— Request —
Write out every record below exactly as it appears.

— Raw records —
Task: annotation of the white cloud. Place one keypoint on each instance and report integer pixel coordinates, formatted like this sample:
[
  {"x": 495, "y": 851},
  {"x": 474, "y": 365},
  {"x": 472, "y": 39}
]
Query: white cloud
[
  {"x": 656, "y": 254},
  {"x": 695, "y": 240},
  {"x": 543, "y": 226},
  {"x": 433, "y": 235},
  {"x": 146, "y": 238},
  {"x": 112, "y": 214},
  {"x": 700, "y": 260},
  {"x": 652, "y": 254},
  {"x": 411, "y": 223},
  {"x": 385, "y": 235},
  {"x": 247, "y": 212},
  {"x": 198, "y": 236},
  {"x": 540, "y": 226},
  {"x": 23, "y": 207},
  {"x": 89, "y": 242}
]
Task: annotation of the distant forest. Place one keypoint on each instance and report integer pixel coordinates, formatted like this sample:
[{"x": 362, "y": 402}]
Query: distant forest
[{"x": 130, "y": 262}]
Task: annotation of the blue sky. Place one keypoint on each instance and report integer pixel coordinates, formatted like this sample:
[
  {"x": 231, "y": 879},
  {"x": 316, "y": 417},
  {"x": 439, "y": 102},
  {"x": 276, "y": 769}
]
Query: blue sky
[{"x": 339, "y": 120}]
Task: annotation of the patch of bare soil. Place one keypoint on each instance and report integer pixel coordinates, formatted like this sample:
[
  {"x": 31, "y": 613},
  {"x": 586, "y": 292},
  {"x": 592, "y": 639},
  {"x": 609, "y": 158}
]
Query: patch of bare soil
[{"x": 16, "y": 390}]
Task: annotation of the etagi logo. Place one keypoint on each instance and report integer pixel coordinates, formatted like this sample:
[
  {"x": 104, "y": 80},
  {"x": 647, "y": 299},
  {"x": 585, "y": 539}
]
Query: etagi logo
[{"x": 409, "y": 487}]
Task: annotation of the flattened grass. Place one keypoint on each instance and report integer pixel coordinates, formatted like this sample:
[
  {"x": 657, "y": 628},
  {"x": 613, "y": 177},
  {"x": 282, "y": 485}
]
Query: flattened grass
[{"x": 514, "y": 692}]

— Written reply —
Task: annotation of the white cloud. Place one keypoint on each instance and report integer pixel coordinates, formatted like this sample:
[
  {"x": 495, "y": 851},
  {"x": 474, "y": 365},
  {"x": 472, "y": 39}
]
Query: white cloud
[
  {"x": 656, "y": 254},
  {"x": 695, "y": 240},
  {"x": 543, "y": 226},
  {"x": 433, "y": 235},
  {"x": 146, "y": 238},
  {"x": 112, "y": 214},
  {"x": 700, "y": 260},
  {"x": 652, "y": 254},
  {"x": 411, "y": 223},
  {"x": 385, "y": 235},
  {"x": 247, "y": 212},
  {"x": 198, "y": 236},
  {"x": 540, "y": 226},
  {"x": 23, "y": 207},
  {"x": 89, "y": 242}
]
Task: annotation of the distant forest. Place one keypoint on each instance and report integer pixel coordinates, formatted like this sample:
[{"x": 362, "y": 402}]
Query: distant forest
[{"x": 130, "y": 262}]
Task: annotation of the blue sky. Place one keypoint on each instance and report integer pixel coordinates, formatted like this sample:
[
  {"x": 231, "y": 879},
  {"x": 316, "y": 417},
  {"x": 439, "y": 102},
  {"x": 276, "y": 769}
]
Query: blue sky
[{"x": 339, "y": 120}]
Task: annotation of the patch of bare soil. Place one keypoint on each instance and report integer pixel coordinates, formatted like this sample:
[
  {"x": 31, "y": 613},
  {"x": 586, "y": 292},
  {"x": 592, "y": 639},
  {"x": 609, "y": 158}
]
Query: patch of bare soil
[{"x": 16, "y": 390}]
Task: annotation of the etagi logo. Place one keypoint on each instance and report integer pixel coordinates, formatted like this sample:
[
  {"x": 104, "y": 80},
  {"x": 647, "y": 299},
  {"x": 585, "y": 539}
]
Query: etagi logo
[{"x": 409, "y": 487}]
Task: annotation of the flattened grass. Place one keypoint on each instance and report integer pixel coordinates, formatted like this sample:
[
  {"x": 657, "y": 628},
  {"x": 613, "y": 177},
  {"x": 282, "y": 485}
]
Query: flattened grass
[{"x": 514, "y": 692}]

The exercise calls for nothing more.